Tasks to complete –
a - In the wildfire news release, who is named as the study's lead author?
b - Duplicate the stretch of the wildfire news release from "Forest thinning before" through "of California, Davis.".

Quoted passage –
---
News Release

As California wildfires burn, southern plant species are shifting northward

Forest thinning before wildfire increases diversity

Peer-Reviewed Publication

University of California - Davis

Post-Wildfire, Angora Fire Site

image: Researchers, including UC Davis postdoctoral student Jens Stevens, right, examine a site burned by 2007's Angora Fire. Their study found that as tree canopy is disturbed, southern plant species are moving in to replace the forest floor. view more 

Credit: Andrew Latimer/UC Davis

As California wildfires burn tree canopies and the forest floors they support, the plants that are replacing the understory are increasingly those found in more southern areas of the West, according to a study from the University of California, Davis.

"The plants we're finding underneath our forests are becoming more like those seen in Mexico and Southern California," said lead author Jens Stevens, a postdoctoral scholar with the UC Davis John Muir Institute of the Environment. "Under climate change, we're seeing species from drier, warmer areas increasingly taking over. It's a long process, but forest disturbance, be it thinning or wildfire, has the potential to hasten those shifts."
---
Data provided –
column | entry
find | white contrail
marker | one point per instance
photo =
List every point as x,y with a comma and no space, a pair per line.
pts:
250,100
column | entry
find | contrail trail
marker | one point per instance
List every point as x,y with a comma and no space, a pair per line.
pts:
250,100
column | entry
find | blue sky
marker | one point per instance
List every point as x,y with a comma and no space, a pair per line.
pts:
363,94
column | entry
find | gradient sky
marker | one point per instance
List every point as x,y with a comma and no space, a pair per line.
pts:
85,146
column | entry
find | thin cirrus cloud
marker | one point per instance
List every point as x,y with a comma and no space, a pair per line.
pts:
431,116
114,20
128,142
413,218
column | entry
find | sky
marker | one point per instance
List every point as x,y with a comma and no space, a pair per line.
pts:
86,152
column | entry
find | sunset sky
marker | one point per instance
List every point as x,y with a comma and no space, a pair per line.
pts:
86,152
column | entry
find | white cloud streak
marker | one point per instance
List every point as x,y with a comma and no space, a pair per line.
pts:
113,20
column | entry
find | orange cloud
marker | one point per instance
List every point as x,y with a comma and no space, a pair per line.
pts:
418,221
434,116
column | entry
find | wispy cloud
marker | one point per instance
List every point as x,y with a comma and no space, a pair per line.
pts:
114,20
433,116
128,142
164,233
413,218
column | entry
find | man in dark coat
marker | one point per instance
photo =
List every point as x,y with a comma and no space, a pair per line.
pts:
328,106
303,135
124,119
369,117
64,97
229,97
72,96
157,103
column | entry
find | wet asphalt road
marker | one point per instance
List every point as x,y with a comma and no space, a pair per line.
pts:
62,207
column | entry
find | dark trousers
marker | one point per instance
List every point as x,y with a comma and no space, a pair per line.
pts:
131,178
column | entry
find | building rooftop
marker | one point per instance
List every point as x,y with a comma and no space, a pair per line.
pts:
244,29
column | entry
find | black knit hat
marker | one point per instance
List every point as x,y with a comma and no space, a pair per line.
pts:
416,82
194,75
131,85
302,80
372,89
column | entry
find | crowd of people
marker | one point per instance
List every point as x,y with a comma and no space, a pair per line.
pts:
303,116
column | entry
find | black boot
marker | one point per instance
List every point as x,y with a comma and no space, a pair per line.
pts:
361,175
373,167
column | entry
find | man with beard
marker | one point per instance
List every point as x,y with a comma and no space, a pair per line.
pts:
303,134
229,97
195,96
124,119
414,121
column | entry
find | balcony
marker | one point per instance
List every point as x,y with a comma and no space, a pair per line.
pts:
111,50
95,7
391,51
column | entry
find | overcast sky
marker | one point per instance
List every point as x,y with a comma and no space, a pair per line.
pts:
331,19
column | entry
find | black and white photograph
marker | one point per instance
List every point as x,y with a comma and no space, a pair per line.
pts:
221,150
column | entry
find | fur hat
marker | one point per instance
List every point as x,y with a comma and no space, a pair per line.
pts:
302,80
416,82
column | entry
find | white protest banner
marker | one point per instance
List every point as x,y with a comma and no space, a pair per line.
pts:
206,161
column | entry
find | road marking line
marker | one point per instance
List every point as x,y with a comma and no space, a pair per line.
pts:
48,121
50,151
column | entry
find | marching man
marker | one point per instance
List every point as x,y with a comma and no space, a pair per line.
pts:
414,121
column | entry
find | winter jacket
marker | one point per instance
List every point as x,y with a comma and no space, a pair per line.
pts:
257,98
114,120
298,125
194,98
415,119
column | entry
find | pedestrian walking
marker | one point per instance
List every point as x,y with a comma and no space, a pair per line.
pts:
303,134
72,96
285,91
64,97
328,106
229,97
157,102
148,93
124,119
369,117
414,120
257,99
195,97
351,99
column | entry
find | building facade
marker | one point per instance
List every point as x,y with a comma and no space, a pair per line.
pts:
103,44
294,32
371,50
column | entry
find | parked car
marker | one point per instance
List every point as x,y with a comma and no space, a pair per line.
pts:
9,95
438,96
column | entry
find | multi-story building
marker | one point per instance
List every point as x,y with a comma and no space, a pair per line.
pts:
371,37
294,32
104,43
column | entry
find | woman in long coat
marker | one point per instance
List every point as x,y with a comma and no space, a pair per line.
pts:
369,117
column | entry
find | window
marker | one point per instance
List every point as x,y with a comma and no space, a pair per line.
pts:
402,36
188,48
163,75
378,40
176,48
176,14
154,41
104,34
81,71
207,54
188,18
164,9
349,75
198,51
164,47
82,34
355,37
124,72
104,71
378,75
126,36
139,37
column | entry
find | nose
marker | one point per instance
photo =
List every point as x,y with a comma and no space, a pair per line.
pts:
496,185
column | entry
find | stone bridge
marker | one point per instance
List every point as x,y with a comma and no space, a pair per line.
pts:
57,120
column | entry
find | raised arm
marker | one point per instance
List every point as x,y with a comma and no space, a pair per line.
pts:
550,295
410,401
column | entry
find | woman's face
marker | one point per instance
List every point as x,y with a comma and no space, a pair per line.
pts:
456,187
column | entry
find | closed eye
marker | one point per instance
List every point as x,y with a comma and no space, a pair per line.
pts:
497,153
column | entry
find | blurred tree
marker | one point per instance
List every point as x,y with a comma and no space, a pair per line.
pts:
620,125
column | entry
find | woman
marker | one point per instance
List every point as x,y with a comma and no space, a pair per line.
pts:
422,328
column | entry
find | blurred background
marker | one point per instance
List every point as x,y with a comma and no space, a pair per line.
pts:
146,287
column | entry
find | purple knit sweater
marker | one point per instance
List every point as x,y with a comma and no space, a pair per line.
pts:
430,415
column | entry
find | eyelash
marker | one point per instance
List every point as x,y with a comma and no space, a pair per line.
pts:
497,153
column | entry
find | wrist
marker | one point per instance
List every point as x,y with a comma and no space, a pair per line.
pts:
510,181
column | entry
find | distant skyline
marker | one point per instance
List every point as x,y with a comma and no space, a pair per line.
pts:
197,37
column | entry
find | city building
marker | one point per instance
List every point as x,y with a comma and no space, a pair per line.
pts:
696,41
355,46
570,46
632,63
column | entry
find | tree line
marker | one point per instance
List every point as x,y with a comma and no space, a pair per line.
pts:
---
Solution list –
a - Jens Stevens, a postdoctoral scholar with the UC Davis John Muir Institute of the Environment.

b -
Forest thinning before wildfire increases diversity

Peer-Reviewed Publication

University of California - Davis

Post-Wildfire, Angora Fire Site

image: Researchers, including UC Davis postdoctoral student Jens Stevens, right, examine a site burned by 2007's Angora Fire. Their study found that as tree canopy is disturbed, southern plant species are moving in to replace the forest floor. view more 

Credit: Andrew Latimer/UC Davis

As California wildfires burn tree canopies and the forest floors they support, the plants that are replacing the understory are increasingly those found in more southern areas of the West, according to a study from the University of California, Davis.